**WHAT TO PRODUCE:** Each line from the one that contains "Would you kindly pick out the dormer" to the end of the material must be quoted exactly; include both end lines and nothing else.

A run of records:
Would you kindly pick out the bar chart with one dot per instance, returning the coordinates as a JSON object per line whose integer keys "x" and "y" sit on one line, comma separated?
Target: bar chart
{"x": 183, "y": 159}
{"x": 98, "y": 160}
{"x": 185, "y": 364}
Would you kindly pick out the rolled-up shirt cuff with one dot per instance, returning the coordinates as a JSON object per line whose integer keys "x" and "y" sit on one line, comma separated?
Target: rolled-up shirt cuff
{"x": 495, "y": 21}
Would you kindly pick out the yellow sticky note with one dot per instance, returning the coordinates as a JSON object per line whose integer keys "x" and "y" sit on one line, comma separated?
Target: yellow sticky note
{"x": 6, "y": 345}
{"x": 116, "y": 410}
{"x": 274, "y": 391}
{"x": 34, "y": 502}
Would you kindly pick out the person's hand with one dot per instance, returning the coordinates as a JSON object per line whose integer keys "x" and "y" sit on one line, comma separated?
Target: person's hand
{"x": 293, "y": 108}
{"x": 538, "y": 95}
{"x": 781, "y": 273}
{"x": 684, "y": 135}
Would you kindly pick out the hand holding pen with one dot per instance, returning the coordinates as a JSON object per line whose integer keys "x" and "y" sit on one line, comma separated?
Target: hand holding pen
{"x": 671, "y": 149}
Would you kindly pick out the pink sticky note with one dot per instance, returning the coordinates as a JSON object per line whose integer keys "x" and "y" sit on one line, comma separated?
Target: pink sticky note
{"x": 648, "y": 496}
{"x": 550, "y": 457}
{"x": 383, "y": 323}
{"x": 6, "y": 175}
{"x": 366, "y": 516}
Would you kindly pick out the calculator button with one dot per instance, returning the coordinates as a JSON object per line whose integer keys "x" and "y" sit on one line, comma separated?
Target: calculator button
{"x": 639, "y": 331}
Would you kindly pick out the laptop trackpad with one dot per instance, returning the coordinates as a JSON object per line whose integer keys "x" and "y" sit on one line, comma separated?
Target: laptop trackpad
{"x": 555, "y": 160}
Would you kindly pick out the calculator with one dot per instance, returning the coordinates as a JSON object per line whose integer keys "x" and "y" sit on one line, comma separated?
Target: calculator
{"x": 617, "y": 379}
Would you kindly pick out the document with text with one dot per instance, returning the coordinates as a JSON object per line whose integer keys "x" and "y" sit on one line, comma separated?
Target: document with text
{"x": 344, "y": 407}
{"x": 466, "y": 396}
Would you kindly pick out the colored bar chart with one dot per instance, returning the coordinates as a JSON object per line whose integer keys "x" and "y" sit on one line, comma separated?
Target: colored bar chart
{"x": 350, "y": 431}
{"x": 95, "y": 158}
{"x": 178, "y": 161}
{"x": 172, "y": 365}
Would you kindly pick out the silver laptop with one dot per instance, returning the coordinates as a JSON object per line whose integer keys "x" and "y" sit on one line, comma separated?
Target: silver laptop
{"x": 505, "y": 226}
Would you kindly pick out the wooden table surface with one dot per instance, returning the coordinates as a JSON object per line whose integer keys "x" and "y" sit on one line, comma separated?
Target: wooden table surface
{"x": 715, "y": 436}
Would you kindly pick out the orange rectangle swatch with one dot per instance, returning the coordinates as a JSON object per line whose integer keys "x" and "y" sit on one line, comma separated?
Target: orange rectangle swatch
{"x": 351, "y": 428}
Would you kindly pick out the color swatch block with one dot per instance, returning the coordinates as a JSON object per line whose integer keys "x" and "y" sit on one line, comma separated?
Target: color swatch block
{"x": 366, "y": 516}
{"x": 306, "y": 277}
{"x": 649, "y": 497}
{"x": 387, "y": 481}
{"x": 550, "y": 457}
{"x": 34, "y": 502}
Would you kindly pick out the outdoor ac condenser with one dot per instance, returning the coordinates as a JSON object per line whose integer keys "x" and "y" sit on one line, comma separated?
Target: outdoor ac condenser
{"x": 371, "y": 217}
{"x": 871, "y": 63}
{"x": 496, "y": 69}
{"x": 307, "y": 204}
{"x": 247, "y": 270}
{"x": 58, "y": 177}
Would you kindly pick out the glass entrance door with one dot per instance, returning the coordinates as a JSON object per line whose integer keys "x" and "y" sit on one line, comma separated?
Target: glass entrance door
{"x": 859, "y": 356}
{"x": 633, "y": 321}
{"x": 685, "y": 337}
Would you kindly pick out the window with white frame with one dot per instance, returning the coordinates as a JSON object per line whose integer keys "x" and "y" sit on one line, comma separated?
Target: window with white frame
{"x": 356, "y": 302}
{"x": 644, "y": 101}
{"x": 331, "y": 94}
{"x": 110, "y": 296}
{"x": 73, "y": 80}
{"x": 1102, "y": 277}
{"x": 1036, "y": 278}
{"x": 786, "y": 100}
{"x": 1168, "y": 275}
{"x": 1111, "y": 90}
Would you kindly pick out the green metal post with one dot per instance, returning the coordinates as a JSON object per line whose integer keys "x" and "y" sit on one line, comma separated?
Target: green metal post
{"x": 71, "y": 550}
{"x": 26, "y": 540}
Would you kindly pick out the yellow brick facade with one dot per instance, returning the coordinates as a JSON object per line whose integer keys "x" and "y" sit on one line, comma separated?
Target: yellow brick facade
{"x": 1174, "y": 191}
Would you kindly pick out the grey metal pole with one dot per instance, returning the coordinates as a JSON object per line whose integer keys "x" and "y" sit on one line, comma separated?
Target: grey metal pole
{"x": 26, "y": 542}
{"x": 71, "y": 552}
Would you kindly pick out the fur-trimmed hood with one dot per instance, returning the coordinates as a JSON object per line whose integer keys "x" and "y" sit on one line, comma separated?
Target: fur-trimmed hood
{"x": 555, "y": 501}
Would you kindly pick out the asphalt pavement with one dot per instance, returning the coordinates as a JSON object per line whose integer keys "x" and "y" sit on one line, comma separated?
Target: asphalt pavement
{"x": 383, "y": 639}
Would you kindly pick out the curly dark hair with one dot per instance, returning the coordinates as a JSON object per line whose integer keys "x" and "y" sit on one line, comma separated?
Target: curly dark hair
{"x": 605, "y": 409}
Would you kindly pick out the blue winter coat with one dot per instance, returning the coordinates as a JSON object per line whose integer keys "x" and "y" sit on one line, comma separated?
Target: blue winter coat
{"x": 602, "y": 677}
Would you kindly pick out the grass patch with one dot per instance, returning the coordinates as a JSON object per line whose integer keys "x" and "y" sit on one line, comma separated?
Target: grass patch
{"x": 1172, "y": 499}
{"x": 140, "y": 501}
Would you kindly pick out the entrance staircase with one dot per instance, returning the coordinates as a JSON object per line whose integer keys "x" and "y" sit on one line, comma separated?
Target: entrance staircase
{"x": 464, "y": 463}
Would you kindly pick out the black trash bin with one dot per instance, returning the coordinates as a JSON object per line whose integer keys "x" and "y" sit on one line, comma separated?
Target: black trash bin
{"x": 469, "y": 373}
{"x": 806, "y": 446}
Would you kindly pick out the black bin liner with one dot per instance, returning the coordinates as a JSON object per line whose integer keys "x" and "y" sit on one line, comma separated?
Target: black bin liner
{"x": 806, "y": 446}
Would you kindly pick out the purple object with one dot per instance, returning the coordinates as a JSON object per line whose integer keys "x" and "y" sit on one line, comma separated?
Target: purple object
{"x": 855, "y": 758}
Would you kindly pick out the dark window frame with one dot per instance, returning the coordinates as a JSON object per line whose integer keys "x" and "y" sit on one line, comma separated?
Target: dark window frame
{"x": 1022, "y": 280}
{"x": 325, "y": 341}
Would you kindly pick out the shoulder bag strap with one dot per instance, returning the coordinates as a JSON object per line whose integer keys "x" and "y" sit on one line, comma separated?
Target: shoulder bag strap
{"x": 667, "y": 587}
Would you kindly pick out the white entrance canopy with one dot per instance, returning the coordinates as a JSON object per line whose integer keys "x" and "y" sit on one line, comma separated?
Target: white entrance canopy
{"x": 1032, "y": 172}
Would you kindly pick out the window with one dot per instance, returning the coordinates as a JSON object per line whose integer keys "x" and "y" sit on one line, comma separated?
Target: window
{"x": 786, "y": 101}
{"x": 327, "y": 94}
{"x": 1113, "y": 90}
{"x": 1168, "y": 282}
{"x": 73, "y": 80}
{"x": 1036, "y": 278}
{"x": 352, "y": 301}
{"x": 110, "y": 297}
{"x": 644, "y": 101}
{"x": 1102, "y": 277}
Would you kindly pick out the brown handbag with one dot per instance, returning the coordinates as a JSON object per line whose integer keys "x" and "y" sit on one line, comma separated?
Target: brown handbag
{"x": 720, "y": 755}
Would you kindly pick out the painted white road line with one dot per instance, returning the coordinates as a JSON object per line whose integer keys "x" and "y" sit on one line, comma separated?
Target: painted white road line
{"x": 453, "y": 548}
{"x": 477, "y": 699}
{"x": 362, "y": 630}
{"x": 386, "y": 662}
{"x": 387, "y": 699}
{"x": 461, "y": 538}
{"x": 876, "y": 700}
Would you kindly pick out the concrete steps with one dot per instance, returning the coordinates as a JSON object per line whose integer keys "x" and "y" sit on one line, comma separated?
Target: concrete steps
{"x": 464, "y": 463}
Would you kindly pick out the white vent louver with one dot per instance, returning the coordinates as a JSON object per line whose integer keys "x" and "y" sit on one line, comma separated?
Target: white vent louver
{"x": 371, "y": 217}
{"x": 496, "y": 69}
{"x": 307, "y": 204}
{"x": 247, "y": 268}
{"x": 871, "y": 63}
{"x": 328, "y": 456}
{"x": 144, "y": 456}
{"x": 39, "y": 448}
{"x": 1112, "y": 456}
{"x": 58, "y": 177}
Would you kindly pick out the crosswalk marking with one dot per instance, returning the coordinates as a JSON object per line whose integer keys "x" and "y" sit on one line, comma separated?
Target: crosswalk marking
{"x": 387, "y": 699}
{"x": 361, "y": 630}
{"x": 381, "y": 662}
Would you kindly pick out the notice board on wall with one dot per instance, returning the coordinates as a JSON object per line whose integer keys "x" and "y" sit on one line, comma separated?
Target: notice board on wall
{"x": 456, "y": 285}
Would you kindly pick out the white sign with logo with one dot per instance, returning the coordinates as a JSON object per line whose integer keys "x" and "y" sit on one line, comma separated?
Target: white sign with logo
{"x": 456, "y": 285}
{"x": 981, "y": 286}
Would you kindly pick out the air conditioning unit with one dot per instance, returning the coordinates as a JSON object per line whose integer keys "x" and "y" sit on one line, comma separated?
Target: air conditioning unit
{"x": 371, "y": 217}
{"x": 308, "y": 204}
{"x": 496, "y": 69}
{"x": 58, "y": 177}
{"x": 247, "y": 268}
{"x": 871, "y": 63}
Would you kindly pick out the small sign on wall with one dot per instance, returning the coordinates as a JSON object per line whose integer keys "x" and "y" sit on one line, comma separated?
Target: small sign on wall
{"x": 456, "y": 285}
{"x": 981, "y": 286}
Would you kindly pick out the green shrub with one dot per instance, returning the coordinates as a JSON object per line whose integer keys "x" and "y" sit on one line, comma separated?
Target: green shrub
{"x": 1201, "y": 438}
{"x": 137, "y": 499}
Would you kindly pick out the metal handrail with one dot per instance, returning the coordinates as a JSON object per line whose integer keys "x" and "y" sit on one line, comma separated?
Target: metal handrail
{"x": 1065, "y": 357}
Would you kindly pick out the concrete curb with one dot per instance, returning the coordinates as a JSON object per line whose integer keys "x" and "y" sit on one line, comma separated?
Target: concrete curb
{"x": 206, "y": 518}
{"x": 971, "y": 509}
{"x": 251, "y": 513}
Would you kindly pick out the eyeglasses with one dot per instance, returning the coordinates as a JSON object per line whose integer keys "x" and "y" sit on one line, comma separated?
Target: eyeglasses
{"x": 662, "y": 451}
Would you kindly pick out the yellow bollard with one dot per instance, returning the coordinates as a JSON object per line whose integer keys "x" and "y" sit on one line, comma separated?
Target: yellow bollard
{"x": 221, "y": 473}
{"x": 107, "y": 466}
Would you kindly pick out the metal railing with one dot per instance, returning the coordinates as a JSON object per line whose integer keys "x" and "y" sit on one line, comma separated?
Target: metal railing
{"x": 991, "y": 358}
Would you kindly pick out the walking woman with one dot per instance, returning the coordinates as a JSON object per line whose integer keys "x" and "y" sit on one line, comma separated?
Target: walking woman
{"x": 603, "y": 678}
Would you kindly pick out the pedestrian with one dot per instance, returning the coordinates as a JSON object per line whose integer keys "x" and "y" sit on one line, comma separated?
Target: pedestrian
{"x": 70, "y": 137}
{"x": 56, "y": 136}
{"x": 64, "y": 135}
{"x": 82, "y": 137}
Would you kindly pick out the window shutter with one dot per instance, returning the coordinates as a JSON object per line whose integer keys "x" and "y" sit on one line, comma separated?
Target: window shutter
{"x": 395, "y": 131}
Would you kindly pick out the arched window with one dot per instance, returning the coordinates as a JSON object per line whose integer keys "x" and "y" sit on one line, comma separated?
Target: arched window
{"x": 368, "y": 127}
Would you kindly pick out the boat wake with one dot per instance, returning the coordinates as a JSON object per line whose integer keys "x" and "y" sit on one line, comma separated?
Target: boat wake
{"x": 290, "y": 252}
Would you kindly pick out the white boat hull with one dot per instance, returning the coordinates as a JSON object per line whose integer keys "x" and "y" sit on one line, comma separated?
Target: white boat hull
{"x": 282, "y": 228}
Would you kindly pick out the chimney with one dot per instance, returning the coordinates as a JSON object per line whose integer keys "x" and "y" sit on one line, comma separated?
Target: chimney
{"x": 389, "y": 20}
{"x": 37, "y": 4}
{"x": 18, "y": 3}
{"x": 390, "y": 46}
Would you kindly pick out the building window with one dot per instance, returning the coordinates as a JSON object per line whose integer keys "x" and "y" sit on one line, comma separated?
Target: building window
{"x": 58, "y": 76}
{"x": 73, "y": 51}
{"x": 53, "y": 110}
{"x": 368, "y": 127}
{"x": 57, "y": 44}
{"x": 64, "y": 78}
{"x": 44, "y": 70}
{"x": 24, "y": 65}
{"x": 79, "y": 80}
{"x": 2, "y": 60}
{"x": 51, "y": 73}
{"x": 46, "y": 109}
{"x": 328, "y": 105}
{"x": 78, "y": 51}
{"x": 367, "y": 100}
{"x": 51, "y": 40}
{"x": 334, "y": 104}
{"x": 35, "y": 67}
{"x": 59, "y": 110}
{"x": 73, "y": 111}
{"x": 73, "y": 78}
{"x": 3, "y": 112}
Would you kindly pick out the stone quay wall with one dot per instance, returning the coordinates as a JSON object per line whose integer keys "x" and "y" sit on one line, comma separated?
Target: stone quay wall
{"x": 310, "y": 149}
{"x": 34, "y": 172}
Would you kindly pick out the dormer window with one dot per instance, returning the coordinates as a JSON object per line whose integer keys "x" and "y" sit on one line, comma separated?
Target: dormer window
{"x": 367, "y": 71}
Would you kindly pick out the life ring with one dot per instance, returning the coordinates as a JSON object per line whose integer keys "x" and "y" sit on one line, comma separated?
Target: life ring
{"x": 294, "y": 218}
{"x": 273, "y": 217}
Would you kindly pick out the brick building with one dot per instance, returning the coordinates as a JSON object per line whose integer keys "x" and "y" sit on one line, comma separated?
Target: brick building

**REPLY TO THE EXERCISE:**
Would you kindly pick out the dormer window with one dot per instance, returning the coordinates as a JSON object per line whose integer keys "x" and "y" sit on one line, comma separated?
Target: dormer window
{"x": 367, "y": 71}
Would you kindly pick out the life ring with one dot per instance, returning the coordinates as a JSON object per line whose integer keys "x" and "y" sit on one line, comma separated?
Target: life ring
{"x": 294, "y": 218}
{"x": 273, "y": 217}
Would you kindly pick out the brick building with one dot per instance, returning the coordinates as a JSON object per line whose integer keys "x" and "y" sit on one line, comma separated?
Target: brick building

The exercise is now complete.